Data for this task:
============

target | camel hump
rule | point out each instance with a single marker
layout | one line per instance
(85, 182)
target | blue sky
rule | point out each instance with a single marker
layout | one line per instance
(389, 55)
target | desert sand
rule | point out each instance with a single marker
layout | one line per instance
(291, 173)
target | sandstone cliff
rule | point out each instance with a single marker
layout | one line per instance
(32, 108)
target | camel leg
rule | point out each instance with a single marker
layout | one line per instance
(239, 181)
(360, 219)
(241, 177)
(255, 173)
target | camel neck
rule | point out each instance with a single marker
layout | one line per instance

============

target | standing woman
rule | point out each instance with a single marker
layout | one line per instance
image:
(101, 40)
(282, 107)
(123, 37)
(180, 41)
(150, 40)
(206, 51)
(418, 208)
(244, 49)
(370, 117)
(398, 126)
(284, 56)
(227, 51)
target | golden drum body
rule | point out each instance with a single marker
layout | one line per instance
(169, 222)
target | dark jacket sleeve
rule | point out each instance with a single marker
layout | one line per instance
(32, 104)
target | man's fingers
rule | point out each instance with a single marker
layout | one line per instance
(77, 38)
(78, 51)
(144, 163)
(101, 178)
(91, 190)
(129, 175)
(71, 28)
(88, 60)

============

Task to complete:
If a line of the material contains the string "target", count it; give only the total.

Solution to the problem:
10